> _EXCERPTED TEXT_
START

My job as an Editor-in-Chief includes a lot of e-mail contact with a variety of persons, e.g., action and consulting editors, authors, and reviewers. Below I want to share some passages from an interesting, challenging, and – I believe – inspiring e-mail exchange I (MZ) had with Stéphane Vautier (SV), one of our consulting editors. Including this exchange into an editorial is the second reason why this Editorial is a bit different. However, my hope is that our exchange will affect the readers as much as it did me and thereby also affect the submissions made to the journal.

The starting point of the exchange was the meaning of test scores derived from tests and questionnaires regularly published in this and other journals:

SV

Let us take the following propositions.

  1. 1.
    The test Z was developed to measure the trait zeta.
  2. 2.
    Person X scored y points at this test.
  3. 3.
    The score y comes near to the norm’s average of the test.
  4. 4.
    Hence, the trait zeta of person X is classified as average compared to the norm group.

END

> _TASKS FOR THIS EXERCISE_
(A) Translate this sentence from the editorial into Spanish: "Including this exchange into an editorial is the second reason why this Editorial is a bit different."
(B) Please transcribe the editorial from "Let us take" up to and including "of the test.".
The entries after the editorial are separate material.

> _EXTRACTED RECORDS_
START

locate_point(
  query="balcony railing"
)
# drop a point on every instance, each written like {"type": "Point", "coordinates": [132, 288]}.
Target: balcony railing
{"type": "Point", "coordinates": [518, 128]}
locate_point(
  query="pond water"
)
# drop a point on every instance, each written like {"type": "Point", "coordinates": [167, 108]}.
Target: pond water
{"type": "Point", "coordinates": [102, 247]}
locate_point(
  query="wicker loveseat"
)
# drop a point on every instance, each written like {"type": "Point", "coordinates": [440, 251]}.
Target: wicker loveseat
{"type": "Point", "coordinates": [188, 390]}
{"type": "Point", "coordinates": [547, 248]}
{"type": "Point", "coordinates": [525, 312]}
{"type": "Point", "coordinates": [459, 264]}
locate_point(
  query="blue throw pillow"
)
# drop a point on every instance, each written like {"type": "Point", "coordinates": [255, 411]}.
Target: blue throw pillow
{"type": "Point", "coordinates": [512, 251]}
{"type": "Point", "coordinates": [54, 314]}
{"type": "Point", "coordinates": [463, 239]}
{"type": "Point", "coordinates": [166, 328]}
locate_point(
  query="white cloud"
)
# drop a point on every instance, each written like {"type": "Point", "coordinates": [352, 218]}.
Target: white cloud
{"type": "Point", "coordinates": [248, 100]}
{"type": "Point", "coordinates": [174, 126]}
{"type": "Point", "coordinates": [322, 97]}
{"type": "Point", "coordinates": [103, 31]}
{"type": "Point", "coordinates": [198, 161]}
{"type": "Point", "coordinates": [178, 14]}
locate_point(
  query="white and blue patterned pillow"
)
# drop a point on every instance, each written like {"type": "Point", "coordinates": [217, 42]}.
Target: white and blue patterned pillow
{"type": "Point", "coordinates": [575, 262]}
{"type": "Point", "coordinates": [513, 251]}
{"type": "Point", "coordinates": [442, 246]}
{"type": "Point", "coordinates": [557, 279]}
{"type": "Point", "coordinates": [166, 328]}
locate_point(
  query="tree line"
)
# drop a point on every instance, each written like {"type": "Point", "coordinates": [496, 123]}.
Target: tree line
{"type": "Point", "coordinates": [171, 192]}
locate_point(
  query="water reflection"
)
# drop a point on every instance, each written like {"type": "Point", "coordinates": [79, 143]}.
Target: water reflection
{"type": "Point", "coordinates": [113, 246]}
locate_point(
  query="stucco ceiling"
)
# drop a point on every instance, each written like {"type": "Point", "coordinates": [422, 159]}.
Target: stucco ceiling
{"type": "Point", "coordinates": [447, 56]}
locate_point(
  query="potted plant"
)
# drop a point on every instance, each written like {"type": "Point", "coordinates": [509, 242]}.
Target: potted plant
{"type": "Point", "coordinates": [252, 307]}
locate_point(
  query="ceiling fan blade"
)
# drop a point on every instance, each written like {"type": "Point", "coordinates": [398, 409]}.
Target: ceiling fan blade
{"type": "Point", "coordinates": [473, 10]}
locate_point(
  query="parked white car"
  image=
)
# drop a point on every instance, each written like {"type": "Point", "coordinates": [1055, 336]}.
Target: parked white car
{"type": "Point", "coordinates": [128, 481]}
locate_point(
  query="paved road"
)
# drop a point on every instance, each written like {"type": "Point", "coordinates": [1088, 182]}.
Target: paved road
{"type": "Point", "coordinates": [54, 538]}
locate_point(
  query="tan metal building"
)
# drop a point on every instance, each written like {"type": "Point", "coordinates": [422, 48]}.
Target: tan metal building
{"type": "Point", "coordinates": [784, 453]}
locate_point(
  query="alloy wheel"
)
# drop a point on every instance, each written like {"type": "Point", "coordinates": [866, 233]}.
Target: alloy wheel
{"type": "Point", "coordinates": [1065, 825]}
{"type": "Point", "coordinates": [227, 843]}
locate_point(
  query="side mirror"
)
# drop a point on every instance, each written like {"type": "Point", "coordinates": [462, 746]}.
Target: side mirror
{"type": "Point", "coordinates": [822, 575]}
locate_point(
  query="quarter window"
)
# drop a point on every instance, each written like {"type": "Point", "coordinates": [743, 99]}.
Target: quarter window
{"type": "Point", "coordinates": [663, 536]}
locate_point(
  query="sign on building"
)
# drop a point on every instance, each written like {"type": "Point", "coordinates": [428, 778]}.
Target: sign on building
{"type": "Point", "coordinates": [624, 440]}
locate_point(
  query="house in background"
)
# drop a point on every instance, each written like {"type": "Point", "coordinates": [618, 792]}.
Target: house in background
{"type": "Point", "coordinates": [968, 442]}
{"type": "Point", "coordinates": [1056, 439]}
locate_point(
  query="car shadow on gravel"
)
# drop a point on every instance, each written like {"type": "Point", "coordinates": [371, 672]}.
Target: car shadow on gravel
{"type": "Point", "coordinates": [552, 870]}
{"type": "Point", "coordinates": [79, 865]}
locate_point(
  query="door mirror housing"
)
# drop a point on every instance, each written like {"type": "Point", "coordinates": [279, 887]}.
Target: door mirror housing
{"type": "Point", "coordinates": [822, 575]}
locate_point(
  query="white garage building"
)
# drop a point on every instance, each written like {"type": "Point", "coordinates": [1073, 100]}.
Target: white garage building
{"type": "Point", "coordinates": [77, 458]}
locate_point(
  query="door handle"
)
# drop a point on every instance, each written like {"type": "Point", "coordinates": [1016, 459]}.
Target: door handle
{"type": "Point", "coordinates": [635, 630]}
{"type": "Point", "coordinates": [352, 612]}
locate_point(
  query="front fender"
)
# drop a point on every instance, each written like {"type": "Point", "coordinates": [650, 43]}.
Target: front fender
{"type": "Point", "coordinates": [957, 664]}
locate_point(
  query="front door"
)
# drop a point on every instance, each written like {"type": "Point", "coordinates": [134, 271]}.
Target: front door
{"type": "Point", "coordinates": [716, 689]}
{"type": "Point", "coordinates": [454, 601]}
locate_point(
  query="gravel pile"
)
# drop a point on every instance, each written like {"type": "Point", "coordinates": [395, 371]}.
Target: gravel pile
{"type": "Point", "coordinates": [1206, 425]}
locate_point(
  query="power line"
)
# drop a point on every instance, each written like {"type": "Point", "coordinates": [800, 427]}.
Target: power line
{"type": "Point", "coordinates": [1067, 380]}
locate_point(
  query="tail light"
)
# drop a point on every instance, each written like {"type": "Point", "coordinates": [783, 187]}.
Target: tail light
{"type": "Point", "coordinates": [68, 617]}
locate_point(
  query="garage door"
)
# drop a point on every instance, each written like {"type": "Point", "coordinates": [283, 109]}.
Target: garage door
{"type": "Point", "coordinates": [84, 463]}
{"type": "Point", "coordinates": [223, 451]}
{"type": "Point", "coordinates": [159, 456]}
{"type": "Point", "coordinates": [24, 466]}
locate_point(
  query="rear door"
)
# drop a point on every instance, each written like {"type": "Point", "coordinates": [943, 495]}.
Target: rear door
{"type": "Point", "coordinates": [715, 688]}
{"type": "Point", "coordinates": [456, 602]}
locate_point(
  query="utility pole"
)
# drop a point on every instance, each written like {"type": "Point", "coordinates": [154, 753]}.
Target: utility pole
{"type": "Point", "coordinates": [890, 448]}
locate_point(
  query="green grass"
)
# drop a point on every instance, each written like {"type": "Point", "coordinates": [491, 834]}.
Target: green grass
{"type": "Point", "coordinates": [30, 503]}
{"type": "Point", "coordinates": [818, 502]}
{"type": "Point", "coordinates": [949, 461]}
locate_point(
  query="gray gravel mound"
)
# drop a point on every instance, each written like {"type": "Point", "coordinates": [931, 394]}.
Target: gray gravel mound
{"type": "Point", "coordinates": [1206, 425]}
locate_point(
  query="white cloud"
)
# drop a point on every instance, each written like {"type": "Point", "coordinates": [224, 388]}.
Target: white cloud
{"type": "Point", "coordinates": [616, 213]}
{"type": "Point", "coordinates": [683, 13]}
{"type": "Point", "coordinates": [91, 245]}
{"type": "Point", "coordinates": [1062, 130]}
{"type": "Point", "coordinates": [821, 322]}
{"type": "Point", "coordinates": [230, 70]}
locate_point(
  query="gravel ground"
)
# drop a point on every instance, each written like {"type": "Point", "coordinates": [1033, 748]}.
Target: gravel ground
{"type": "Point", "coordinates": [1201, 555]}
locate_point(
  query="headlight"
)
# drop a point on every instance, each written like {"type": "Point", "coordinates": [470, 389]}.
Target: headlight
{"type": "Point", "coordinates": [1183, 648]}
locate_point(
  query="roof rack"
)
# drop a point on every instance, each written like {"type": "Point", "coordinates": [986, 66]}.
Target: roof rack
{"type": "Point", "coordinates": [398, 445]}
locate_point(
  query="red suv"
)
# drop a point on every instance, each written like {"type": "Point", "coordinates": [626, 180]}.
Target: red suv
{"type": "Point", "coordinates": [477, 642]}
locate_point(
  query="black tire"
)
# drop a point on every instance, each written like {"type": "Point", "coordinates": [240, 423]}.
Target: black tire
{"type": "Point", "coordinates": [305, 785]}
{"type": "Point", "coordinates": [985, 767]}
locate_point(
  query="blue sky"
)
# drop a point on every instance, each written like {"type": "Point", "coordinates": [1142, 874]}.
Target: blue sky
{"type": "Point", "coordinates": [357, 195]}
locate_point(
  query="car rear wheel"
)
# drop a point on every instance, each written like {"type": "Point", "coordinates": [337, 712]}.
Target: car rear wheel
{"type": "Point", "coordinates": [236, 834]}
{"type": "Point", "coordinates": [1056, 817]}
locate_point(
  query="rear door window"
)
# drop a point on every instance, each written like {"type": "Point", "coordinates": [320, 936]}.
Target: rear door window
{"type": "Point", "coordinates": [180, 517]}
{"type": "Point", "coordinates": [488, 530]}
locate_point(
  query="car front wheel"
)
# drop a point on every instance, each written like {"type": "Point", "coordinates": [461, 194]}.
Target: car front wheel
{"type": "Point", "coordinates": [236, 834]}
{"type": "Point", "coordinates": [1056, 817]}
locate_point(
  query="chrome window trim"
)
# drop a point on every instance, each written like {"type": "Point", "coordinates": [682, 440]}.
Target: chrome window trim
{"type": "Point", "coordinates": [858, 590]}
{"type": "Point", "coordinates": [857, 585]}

END

> _FULL SOLUTIONS_
(A) Incluir este intercambio en un editorial es la segunda razón por la que este editorial es un poco diferente.

(B)
Let us take the following propositions.

  1. 1.
    The test Z was developed to measure the trait zeta.
  2. 2.
    Person X scored y points at this test.
  3. 3.
    The score y comes near to the norm’s average of the test.